Annotated coordinate records
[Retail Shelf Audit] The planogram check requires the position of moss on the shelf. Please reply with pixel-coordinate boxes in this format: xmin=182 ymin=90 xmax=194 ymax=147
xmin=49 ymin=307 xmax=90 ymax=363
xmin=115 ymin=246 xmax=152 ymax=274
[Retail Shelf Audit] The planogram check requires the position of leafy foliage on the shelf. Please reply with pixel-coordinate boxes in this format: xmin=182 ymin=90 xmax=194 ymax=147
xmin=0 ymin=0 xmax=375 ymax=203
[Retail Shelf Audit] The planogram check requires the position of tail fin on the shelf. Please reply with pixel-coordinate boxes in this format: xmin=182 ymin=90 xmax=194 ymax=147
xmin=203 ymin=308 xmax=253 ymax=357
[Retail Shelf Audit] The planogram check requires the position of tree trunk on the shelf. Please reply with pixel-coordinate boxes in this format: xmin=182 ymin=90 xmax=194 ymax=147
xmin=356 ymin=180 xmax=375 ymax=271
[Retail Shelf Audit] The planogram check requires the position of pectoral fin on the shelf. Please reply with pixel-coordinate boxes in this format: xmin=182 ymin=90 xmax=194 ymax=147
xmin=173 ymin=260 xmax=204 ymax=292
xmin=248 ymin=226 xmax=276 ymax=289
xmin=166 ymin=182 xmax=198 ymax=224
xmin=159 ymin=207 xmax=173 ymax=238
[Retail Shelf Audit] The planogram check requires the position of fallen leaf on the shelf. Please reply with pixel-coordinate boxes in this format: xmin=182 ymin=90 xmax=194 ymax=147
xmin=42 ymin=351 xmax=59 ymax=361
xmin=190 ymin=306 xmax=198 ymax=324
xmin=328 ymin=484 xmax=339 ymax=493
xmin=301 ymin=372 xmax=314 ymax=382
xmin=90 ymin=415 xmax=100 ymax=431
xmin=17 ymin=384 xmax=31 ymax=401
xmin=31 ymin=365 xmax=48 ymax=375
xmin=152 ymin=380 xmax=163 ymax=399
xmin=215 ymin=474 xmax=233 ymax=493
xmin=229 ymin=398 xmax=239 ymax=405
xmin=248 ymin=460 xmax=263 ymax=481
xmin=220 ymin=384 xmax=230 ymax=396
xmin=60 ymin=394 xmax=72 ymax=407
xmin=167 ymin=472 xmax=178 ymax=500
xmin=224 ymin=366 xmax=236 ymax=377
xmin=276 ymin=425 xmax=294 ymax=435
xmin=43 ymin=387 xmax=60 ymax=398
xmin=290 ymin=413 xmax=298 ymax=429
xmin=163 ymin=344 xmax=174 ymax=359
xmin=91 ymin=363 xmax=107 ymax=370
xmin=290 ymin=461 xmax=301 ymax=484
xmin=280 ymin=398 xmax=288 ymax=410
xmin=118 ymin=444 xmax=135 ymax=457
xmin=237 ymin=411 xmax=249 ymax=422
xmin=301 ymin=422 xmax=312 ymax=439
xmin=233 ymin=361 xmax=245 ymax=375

**REQUIRED WORK**
Turn every line of the listing above into a numbered list, omitting blank lines.

**SOLUTION TO THE EXERCISE**
1. [Retail Shelf Audit] The planogram check requires the position of moss on the shelf. Please reply with pixel-coordinate boxes in this format: xmin=182 ymin=90 xmax=194 ymax=147
2. xmin=49 ymin=307 xmax=90 ymax=363
3. xmin=115 ymin=246 xmax=152 ymax=274
4. [Retail Shelf Audit] The planogram check requires the position of leafy foliage on the shelf. Please reply with pixel-coordinate boxes in this format: xmin=182 ymin=90 xmax=194 ymax=147
5. xmin=0 ymin=0 xmax=375 ymax=203
6. [Retail Shelf Audit] The planogram check requires the position of tail fin on the shelf. Please reply with pixel-coordinate boxes in this format: xmin=182 ymin=90 xmax=194 ymax=147
7. xmin=203 ymin=308 xmax=253 ymax=357
8. [Retail Shelf Audit] The planogram check requires the position of tree trunk on the shelf. Please reply with pixel-coordinate boxes in this format: xmin=182 ymin=90 xmax=194 ymax=147
9. xmin=356 ymin=180 xmax=375 ymax=271
10. [Retail Shelf Audit] The planogram check requires the position of pectoral fin on the shelf. Please reply with pixel-coordinate boxes in this format: xmin=182 ymin=90 xmax=194 ymax=147
11. xmin=173 ymin=260 xmax=204 ymax=292
12. xmin=248 ymin=226 xmax=276 ymax=289
13. xmin=166 ymin=182 xmax=198 ymax=224
14. xmin=159 ymin=207 xmax=173 ymax=238
15. [Retail Shelf Audit] The planogram check requires the position of fallen leaf on the shelf. Please reply with pixel-coordinate boxes in this format: xmin=182 ymin=90 xmax=194 ymax=147
16. xmin=42 ymin=351 xmax=59 ymax=361
17. xmin=190 ymin=306 xmax=198 ymax=324
18. xmin=328 ymin=484 xmax=339 ymax=493
19. xmin=301 ymin=372 xmax=314 ymax=382
20. xmin=90 ymin=415 xmax=100 ymax=431
21. xmin=17 ymin=384 xmax=31 ymax=401
22. xmin=31 ymin=365 xmax=48 ymax=375
23. xmin=152 ymin=380 xmax=163 ymax=399
24. xmin=215 ymin=474 xmax=233 ymax=493
25. xmin=229 ymin=398 xmax=239 ymax=405
26. xmin=248 ymin=460 xmax=263 ymax=481
27. xmin=220 ymin=384 xmax=230 ymax=396
28. xmin=60 ymin=394 xmax=72 ymax=407
29. xmin=167 ymin=472 xmax=178 ymax=500
30. xmin=224 ymin=366 xmax=236 ymax=377
31. xmin=276 ymin=425 xmax=294 ymax=435
32. xmin=43 ymin=387 xmax=60 ymax=398
33. xmin=290 ymin=413 xmax=298 ymax=429
34. xmin=163 ymin=344 xmax=174 ymax=359
35. xmin=91 ymin=363 xmax=107 ymax=370
36. xmin=290 ymin=461 xmax=301 ymax=484
37. xmin=280 ymin=398 xmax=288 ymax=410
38. xmin=118 ymin=444 xmax=135 ymax=457
39. xmin=237 ymin=411 xmax=249 ymax=422
40. xmin=301 ymin=422 xmax=312 ymax=439
41. xmin=233 ymin=361 xmax=245 ymax=375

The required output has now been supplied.